▸ **TINDAKAN YANG DIAMBIL**:
1) Tuliskan ulang bagian teks tentang NU dan Muhammadiyah, mulai dari "Sebelum dilahirkannya Partai" dan terus sampai "dengan konflik Politik.".
2) Ambil setiap baris entri yang memuat kata "tripod". Huruf besar dan kecil dibedakan.

▸ **KUTIPAN TEKS**:

###

Konflik
NU dan Muhammadiyah di UIN Sunan Kalijaga Yogyakarta
Pendahuluan
Nahdlatul Ulama berdiri pada 1926 dan Muhammadiyah
berdiri pada 1912 menyatakan sebagai dua organisai terbesar di dunia, yang mana
lebih dari 40 juta adalah pengikut Nahdlatul Ulama dan lebih dari 25 juta
muslim Indonesia adalah pengikut Muhammadiyah.[1]
Nahdlatul Ulama dan Muhammadiyah adalah dua organisasi sosial-keagamaan
terbesar di Indonesia ini. Sebagai sebuah organisasi sosial-keagamaan NU dan
Muhammadiyah memiliki peran besar terhadap proses demokrasi dari berbagai
pandangan, sikap, sebenarnya tidak hanya fokus pada persoalan-persoalan
kehidupan sosial-keagamaan para warganya. Akan tetapi, dalam sejarahnya kedua
organisasi ini ikut terjun langsung dalam kehidupan politik. Kedua oragnisasi
ini memiliki kebijakan politik yang tidak memaksakan warganya untuk memilih
partai-partai tertentu, termasuk tidak memaksakan untuk memilih partai yang
dilahirkan di antara ke dua oraganisi ini.[2]
Sebagai organisasi yang pada akhirya melahirkan partai
politik sendiri, banyak kasus yang terjadi, dan pada kasus tersebut merupakan
konflik antara Nahdlatul Ulama dan Muhammadiyah untuk saling memenangkan
partainya sendiri. Meskipun PAN bukanlah Muhammadiyah dan PKB, serta PNU, PKU
dan PNU bukanlah Nahdlatul Ulama. Namun setiap orang mengetahui bahwa
partai-partai tersebut dilahirkan oleh tokoh-tokoh dari kedua oragnisasi
tersebut, sehingga partai-partai ini dinilai sebagai representasi dari
Nahdlatul Ulama dan Muhammadiyah.[3]
Sehingga prolehan suara dari partai-partai ini, dalam pemilu legislatif maupun
Presiden seringkali terjadi dan dinilai sebagai representasi dari pengikut
antara Nahdlatul Ulama dan Muhammadiyah.
Sebelum dilahirkannya Partai Politik dari Nahdlatul Ulama
dan Muhammadiyah, kedua oranganisasi ini berjalan harmonis, hanya saja
perbedaan pendapat mengenai qanut, tahlil dan sejenisnya. Namun pada saat ini,
perbedaan hal demikian telah dihilangkan digantikan dengan konflik Politik.
Dikarenakan Nahdlatul Ulama dan Muhammdiyah memiliki kepentingan lain untuk
menduduki suatu kekuasaan, baik kekuasaan dalam sistem negara maupun kekuasaan
lainnya.

###

▸ **BARIS DATA**:

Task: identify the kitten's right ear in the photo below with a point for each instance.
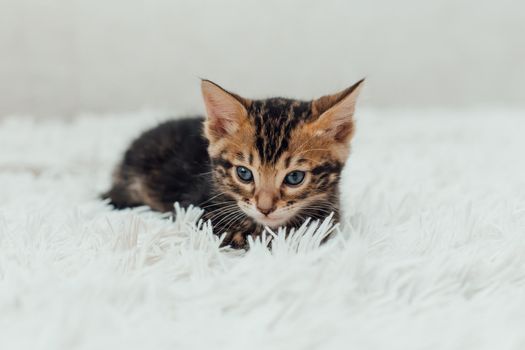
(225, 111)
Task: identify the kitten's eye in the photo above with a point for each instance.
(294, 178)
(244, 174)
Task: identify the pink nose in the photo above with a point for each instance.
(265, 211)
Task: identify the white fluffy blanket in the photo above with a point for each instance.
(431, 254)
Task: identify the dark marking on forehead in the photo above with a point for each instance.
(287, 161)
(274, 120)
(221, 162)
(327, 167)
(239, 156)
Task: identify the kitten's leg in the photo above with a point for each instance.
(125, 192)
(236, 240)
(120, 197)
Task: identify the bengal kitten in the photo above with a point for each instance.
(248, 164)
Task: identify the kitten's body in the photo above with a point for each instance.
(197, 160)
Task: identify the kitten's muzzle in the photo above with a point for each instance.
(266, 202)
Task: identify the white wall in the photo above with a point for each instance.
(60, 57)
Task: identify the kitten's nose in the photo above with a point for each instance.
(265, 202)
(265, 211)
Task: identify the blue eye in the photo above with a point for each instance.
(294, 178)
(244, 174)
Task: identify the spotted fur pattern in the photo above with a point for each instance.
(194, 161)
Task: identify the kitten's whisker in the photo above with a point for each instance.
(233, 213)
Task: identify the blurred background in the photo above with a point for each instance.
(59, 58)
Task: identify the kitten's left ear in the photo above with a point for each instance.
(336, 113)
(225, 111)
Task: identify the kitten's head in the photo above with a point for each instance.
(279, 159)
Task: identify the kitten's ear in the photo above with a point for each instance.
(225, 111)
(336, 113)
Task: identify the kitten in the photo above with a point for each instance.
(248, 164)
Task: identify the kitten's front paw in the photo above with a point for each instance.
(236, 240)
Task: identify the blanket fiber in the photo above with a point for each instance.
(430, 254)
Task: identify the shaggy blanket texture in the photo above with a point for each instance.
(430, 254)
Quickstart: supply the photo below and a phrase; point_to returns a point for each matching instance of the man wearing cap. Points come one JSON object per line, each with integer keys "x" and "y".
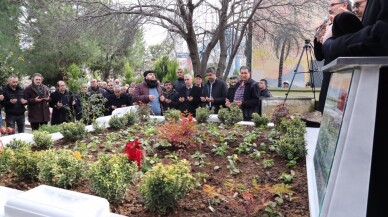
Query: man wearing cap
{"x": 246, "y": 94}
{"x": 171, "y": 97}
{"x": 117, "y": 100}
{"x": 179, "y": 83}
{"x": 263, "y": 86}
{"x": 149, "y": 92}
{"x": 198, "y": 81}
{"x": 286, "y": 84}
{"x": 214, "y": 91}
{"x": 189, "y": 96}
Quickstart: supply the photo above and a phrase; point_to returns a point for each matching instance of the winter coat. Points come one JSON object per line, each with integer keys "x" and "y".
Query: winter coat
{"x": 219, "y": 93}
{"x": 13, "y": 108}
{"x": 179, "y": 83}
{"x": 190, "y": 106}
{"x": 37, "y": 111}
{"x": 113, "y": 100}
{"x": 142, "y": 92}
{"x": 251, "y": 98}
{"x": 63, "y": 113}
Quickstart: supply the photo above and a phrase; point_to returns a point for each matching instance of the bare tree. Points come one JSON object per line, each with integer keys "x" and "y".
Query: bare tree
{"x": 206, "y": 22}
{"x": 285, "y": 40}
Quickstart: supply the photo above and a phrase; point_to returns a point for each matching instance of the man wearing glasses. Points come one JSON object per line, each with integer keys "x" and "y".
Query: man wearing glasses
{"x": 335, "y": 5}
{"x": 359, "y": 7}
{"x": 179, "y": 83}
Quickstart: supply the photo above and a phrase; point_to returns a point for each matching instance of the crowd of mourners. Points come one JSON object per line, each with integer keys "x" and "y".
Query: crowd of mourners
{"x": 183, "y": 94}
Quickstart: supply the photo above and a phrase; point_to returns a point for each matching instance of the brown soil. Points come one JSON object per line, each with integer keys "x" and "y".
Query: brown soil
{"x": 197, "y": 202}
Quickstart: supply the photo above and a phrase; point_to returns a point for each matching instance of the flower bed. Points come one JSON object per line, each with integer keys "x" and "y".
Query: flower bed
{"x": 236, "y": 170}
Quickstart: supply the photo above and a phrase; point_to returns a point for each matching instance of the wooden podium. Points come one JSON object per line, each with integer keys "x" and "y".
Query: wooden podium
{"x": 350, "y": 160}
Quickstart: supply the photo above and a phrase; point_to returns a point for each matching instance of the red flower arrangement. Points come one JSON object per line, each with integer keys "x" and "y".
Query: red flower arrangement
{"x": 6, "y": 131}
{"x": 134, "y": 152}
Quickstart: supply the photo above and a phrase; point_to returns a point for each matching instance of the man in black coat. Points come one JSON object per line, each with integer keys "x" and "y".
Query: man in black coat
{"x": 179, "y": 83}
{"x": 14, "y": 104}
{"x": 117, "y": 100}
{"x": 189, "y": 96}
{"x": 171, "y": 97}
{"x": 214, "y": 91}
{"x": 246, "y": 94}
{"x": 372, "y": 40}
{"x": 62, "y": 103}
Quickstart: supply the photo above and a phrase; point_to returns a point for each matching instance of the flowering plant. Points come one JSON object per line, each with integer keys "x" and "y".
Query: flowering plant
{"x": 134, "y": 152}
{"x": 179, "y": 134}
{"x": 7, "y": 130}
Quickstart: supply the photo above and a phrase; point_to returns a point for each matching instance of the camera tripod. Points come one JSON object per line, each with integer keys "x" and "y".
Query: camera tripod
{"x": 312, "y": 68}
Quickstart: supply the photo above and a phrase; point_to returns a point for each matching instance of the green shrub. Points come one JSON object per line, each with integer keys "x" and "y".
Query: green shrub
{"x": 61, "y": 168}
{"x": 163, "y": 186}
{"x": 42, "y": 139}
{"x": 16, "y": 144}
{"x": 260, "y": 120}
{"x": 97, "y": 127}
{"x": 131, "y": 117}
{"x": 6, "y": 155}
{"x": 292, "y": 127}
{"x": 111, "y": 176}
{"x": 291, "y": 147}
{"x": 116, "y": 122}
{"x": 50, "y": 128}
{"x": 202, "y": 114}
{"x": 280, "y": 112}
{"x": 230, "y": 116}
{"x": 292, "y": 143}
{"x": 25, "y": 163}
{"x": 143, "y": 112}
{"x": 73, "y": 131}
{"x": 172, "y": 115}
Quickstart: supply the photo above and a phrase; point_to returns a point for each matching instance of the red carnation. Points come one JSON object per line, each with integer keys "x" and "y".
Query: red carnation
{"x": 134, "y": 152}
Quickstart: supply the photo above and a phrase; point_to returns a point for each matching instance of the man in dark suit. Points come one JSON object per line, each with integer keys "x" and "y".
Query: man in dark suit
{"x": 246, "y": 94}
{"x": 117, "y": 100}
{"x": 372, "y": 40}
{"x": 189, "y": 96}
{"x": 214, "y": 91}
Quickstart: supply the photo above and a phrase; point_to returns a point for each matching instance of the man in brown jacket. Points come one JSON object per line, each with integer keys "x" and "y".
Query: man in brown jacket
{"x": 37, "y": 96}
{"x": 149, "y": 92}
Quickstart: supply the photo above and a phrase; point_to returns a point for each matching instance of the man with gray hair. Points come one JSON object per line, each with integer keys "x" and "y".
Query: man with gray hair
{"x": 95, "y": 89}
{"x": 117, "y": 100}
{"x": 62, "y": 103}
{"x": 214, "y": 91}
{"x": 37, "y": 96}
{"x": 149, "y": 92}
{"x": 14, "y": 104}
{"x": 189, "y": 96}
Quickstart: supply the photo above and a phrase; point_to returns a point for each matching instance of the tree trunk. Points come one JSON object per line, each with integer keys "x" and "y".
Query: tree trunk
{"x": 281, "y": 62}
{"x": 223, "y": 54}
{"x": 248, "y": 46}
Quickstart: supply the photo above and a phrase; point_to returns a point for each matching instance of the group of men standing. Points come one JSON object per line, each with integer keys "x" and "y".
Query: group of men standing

###

▸ **JAWABAN TERTULIS**:
1)
Sebelum dilahirkannya Partai Politik dari Nahdlatul Ulama
dan Muhammadiyah, kedua oranganisasi ini berjalan harmonis, hanya saja
perbedaan pendapat mengenai qanut, tahlil dan sejenisnya. Namun pada saat ini,
perbedaan hal demikian telah dihilangkan digantikan dengan konflik Politik.

2)
Quickstart: supply the photo above and a phrase; point_to returns a point for each matching instance of the camera tripod. Points come one JSON object per line, each with integer keys "x" and "y".
Query: camera tripod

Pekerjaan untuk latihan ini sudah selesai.